## What the task requires
Both the line below containing "Query: man's arm" and the line containing "Please point out the large", along with every line between them, should be repeated exactly; no other line belongs in the answer.

## Natural language region descriptions
'''
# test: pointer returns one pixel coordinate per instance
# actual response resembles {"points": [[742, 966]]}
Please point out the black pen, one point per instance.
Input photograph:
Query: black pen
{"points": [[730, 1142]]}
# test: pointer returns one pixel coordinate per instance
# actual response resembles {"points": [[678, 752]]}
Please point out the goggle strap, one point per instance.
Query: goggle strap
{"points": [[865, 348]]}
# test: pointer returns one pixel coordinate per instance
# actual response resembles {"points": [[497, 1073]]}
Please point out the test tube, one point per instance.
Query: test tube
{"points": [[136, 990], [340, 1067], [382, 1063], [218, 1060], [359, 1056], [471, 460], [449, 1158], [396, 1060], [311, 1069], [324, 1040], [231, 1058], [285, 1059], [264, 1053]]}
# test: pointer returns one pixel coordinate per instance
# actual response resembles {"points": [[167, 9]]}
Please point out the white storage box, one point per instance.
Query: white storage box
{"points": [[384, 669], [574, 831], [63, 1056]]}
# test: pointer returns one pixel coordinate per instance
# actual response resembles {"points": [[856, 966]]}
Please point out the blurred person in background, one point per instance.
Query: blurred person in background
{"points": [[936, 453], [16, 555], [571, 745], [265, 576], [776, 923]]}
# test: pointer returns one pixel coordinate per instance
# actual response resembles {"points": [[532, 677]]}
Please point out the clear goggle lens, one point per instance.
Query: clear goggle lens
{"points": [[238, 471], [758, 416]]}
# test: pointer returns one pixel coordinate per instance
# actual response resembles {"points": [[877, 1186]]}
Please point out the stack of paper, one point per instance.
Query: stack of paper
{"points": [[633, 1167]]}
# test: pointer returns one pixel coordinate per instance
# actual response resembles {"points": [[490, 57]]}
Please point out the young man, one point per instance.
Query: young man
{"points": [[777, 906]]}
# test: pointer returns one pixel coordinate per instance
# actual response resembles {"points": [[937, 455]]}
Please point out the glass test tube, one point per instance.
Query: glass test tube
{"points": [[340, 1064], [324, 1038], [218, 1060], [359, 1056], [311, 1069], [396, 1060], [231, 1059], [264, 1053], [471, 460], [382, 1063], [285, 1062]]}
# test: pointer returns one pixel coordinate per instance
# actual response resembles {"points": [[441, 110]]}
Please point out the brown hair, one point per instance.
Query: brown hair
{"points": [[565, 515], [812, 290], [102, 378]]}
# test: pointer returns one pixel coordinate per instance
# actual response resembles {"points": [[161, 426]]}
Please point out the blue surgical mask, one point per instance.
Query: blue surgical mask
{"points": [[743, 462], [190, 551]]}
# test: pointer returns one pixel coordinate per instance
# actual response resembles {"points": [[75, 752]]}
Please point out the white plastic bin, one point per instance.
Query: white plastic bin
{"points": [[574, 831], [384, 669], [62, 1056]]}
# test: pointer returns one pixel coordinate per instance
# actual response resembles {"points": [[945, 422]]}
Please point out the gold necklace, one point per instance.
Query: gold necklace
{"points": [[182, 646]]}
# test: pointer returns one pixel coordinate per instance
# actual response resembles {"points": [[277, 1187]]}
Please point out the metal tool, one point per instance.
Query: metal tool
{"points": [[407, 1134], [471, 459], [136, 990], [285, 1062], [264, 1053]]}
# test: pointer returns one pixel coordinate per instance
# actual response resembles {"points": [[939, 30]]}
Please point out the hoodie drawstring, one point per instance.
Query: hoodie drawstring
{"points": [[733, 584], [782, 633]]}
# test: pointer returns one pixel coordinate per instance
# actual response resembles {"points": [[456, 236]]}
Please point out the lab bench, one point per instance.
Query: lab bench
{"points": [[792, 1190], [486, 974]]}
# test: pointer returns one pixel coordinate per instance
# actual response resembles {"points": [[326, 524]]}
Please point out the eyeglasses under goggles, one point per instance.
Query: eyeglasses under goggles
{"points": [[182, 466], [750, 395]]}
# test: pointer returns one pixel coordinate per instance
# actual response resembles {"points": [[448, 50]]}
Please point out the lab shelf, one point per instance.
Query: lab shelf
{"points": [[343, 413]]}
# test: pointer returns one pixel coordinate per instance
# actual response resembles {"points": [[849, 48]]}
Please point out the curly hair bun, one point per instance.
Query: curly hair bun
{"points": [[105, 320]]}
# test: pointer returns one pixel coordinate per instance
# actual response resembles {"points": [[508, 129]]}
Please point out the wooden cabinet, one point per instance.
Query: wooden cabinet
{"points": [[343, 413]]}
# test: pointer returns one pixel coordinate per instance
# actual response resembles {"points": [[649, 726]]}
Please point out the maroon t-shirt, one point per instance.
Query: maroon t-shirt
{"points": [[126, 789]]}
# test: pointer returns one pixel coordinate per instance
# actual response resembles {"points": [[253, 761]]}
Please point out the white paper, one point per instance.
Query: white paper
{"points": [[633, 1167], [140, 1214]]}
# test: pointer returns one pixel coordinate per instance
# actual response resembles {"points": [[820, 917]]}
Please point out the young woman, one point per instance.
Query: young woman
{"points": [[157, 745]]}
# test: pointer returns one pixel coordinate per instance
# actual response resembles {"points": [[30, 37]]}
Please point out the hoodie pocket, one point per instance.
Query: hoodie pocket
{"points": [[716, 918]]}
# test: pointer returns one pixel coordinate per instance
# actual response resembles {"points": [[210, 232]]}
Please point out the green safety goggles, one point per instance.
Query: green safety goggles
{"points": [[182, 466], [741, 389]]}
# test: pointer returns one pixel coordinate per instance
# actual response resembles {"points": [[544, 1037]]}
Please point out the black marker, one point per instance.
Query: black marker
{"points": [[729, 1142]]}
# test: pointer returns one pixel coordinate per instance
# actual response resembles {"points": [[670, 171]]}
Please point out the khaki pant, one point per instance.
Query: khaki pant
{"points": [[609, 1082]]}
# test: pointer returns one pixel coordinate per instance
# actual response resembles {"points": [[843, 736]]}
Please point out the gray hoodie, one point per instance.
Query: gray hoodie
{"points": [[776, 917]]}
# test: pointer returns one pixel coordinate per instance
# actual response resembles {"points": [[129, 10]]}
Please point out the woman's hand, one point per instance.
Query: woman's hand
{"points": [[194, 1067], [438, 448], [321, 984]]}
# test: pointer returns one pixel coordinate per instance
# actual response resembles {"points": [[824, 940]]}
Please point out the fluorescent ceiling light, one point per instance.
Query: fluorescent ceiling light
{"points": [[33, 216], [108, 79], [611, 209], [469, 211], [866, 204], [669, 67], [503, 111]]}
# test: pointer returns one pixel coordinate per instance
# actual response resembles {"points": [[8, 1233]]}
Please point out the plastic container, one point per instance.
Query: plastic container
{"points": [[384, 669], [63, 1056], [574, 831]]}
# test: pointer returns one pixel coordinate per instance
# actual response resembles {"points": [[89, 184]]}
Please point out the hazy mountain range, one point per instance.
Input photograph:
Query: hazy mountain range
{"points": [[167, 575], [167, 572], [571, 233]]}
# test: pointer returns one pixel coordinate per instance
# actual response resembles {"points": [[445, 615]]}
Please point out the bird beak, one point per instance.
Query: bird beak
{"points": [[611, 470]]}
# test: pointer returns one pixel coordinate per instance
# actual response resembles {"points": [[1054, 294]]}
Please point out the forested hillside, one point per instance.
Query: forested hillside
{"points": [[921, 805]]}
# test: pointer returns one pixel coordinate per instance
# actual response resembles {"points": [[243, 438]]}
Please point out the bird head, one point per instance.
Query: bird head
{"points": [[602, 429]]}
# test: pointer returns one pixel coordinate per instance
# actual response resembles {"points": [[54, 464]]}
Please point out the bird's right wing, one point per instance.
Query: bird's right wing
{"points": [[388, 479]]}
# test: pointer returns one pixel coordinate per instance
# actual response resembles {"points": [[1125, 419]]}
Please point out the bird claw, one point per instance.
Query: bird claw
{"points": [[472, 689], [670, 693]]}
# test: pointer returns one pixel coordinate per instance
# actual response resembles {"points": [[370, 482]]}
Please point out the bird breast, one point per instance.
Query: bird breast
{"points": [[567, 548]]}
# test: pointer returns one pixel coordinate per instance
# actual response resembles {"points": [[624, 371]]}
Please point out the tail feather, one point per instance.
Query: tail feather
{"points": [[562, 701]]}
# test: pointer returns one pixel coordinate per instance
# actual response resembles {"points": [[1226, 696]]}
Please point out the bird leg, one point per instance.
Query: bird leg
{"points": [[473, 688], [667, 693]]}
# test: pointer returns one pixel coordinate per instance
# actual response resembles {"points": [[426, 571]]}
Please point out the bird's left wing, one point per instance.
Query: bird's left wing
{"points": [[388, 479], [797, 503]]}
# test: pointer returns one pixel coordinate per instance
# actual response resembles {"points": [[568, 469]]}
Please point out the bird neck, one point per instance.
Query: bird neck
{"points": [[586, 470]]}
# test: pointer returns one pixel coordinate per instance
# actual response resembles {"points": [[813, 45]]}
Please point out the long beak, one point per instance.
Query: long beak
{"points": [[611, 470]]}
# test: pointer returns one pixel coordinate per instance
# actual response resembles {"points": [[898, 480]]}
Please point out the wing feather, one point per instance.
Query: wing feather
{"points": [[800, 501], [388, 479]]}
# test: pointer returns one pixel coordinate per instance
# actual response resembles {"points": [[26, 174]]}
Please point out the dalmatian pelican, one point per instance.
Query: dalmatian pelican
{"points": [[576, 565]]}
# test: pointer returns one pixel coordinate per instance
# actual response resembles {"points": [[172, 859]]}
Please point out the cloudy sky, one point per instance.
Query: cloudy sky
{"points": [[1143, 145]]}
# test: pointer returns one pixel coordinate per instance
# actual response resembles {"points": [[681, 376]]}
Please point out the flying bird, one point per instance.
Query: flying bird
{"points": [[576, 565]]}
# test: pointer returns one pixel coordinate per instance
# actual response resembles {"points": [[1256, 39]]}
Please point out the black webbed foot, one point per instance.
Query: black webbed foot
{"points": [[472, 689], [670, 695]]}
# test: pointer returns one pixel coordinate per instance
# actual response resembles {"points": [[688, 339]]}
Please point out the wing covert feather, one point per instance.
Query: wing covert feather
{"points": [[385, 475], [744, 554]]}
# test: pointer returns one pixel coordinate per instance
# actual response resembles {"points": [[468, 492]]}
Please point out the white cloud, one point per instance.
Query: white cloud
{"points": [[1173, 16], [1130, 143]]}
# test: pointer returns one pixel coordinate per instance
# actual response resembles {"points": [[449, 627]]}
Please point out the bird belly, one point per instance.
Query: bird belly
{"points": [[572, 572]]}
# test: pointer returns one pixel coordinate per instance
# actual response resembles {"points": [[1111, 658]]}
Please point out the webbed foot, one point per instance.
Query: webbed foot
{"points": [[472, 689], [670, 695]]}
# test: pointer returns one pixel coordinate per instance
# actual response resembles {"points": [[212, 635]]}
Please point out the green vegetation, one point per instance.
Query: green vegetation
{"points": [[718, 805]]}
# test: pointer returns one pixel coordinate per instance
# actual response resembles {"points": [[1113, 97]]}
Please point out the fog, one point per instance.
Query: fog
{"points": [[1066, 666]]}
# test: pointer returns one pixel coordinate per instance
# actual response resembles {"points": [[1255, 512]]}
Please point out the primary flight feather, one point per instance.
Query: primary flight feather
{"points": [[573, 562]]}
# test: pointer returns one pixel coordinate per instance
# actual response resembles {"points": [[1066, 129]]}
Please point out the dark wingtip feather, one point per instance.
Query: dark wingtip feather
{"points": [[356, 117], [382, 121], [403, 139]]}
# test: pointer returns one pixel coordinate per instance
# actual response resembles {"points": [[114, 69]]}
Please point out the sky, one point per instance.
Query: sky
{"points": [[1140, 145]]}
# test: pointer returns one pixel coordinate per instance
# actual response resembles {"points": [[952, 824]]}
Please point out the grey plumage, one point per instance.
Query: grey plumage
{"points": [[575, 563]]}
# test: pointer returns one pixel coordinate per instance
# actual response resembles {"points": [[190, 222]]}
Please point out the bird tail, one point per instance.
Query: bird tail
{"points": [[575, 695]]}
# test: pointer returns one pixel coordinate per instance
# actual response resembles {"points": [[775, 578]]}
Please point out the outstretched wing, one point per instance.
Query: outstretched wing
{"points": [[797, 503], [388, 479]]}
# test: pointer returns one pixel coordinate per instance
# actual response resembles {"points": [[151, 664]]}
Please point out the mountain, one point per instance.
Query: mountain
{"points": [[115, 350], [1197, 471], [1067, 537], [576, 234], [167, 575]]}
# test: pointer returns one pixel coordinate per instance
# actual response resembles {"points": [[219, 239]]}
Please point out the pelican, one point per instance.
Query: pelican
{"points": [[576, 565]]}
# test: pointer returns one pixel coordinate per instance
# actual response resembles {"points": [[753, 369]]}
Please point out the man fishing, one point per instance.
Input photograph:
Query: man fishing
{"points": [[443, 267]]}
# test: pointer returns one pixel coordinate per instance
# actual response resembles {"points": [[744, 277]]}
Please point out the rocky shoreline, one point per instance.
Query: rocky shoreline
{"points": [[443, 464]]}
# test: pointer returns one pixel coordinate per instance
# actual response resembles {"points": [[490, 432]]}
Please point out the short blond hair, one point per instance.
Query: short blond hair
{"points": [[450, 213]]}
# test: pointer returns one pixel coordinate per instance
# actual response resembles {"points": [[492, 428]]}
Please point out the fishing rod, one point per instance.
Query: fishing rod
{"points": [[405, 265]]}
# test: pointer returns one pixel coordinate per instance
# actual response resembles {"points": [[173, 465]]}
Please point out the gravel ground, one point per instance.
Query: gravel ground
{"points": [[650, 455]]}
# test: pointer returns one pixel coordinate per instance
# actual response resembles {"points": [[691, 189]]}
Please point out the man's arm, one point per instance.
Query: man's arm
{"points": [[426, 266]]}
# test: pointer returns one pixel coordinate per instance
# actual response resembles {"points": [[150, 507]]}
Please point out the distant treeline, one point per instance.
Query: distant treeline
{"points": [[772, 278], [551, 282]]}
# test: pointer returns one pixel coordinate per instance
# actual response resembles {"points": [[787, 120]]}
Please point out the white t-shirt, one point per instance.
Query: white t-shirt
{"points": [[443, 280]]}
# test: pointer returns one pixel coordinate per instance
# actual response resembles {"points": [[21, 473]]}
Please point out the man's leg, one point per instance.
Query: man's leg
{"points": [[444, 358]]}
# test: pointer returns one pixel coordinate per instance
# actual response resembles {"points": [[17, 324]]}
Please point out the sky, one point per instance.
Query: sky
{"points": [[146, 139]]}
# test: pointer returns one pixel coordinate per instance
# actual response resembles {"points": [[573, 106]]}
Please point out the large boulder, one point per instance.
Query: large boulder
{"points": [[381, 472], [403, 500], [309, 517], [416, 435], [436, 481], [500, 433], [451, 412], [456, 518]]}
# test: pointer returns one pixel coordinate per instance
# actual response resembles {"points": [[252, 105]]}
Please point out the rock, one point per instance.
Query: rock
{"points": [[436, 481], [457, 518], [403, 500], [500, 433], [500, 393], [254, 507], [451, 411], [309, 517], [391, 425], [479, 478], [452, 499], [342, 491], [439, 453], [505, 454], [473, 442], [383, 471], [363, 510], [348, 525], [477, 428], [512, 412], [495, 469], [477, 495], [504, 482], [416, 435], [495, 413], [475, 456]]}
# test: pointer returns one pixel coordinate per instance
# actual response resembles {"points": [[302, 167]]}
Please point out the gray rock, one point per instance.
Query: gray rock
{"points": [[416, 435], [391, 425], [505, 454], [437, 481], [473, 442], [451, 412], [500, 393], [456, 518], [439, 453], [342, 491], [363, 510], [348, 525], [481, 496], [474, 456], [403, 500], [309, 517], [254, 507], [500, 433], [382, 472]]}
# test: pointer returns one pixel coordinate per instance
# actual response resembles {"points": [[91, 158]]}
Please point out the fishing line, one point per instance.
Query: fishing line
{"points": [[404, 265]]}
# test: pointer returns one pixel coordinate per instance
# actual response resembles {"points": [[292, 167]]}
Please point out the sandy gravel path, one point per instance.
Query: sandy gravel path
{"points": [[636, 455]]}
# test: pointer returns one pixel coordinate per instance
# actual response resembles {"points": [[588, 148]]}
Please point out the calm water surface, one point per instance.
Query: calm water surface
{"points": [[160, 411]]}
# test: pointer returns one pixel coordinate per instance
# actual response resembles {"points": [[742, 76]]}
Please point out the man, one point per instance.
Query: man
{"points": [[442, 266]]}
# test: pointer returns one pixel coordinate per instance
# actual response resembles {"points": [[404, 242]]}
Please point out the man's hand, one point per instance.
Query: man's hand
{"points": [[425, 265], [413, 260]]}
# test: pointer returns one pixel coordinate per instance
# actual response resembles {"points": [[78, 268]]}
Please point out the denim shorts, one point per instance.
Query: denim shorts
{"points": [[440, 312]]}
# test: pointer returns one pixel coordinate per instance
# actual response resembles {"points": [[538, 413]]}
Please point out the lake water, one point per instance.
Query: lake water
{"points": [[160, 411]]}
'''
## Solved problem
Query: man's arm
{"points": [[426, 266]]}
# test: pointer returns one pixel coordinate per instance
# actual response resembles {"points": [[150, 507]]}
Please point out the distant treeline, one point per instance.
Query: distant treeline
{"points": [[772, 278], [551, 282]]}
# test: pointer returns one pixel coordinate per instance
# actual response resembles {"points": [[787, 120]]}
Please point out the white t-shirt, one point per instance.
Query: white t-shirt
{"points": [[443, 280]]}
# test: pointer returns one pixel coordinate per instance
# actual response resembles {"points": [[21, 473]]}
Please point out the man's leg, one point per instance.
Query: man's leg
{"points": [[444, 358]]}
# test: pointer returns one pixel coordinate per instance
# actual response resembles {"points": [[17, 324]]}
Please point out the sky, one point per instance.
Query: sky
{"points": [[146, 139]]}
# test: pointer returns one pixel coordinate per instance
# actual response resembles {"points": [[573, 106]]}
Please point out the large boulder, one point per instance.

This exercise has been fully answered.